QUOTED PASSAGE:
--- START ---
The Listener

My Dad’s had a new kitchen fitted.  When I dropped in to see him, I rescued a bunch of old kitchen shelves from a skip in the drive with the intention of using them to paint on.  This is the first of those paintings.

A couple of days ago, I prepared the shelf.  First, I sanded it down.  Then I applied watercolour ground over bits of it, with a bit of gesso in places.  I wanted to put on some crackle paste too but mine had all dried up, so I ground it up into little pieces and patted it into the watercolour ground.  The crackle paste is generally spread between bottom left and the centre.  The bottom right corner has some interesting textures from pushing down a mandarin net bag into the watercolour ground.  Gesso is generally around the top left and there are some textures in the top right from pressing on some French stick wrappers.  After leaving it a couple of days to dry, I was left with this:
Today I’ve been painting the shelf.  I started by dividing it into warm and cool areas.  The warm area is the most bumpy area, between the middle and the bottom left.  The rest, cupped around it, is the cool area.  For the cool area, I used my three cool blues (Prussian, Mayan and cerulean), my two greens (viridian and apatite genuine) and one of my cool yellows (transparent yellow).  I stuck to blues in the top left, where’s the surface was smoother and it could be turned into sky, but otherwise went for a mix of greens.  For the warm area, I used my warm reds (Rose dore and Winsor) and my warm yellow (Indian).  I needed to do some watering and tipping to get the warm and cool colours to run into each other at their common boundary but that happens when you don’t use watercolour paper.
--- END ---
PROBLEM SET:
1) Can you update the shelf-painting text from "The Listener" up to and including "of those paintings.", replacing "skip" with "dumpster"?
2) Do these statements agree with the shelf-painting text? For each, answer yes or no and quote the deciding words.
(a) The crackle paste had dried up before it could be spread on.
(b) The painting was done on watercolor paper.
(c) Blues were kept to the top right of the shelf.

DATASET EXCERPTS:
--- START ---
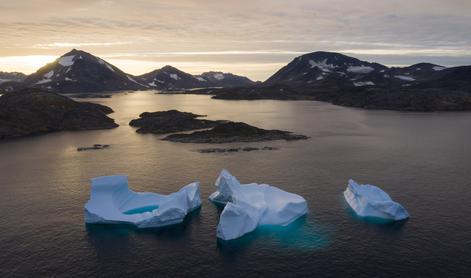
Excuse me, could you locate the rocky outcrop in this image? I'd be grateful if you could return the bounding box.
--- END ---
--- START ---
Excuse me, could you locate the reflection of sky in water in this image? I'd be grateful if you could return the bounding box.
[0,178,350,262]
--- END ---
--- START ---
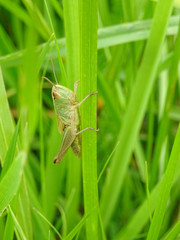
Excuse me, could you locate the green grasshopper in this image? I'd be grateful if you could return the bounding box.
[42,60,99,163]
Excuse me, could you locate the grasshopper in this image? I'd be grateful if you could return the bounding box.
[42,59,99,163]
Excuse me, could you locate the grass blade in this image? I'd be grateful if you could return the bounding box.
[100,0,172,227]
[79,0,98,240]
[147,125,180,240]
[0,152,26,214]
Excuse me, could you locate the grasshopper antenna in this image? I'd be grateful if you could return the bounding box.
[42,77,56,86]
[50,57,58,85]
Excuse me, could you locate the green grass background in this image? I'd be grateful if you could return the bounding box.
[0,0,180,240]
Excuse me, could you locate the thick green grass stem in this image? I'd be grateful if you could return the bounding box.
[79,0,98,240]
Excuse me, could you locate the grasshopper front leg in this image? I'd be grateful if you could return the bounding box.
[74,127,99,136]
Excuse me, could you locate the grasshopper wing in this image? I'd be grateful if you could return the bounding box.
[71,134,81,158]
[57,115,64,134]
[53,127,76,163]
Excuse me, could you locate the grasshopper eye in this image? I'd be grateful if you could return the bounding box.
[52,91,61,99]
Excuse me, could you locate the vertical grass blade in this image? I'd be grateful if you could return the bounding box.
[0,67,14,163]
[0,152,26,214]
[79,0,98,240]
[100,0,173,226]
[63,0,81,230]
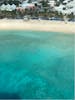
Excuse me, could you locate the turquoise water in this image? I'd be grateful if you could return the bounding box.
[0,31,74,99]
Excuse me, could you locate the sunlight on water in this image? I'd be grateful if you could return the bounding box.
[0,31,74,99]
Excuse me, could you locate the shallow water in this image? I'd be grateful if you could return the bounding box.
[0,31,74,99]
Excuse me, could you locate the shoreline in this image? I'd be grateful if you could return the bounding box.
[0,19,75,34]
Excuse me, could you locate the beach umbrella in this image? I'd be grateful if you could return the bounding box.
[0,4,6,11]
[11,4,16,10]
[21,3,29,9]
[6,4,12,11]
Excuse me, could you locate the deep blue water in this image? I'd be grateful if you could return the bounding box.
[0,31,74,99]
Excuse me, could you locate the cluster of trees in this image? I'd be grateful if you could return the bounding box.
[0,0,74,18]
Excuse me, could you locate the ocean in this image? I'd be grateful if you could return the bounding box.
--- END ---
COMPLETED EXERCISE:
1)
The Listener

My Dad’s had a new kitchen fitted.  When I dropped in to see him, I rescued a bunch of old kitchen shelves from a dumpster in the drive with the intention of using them to paint on.  This is the first of those paintings.

2)
(a) Yes: "I wanted to put on some crackle paste too but mine had all dried up"
(b) No: "that happens when you don’t use watercolour paper"
(c) No: "I stuck to blues in the top left"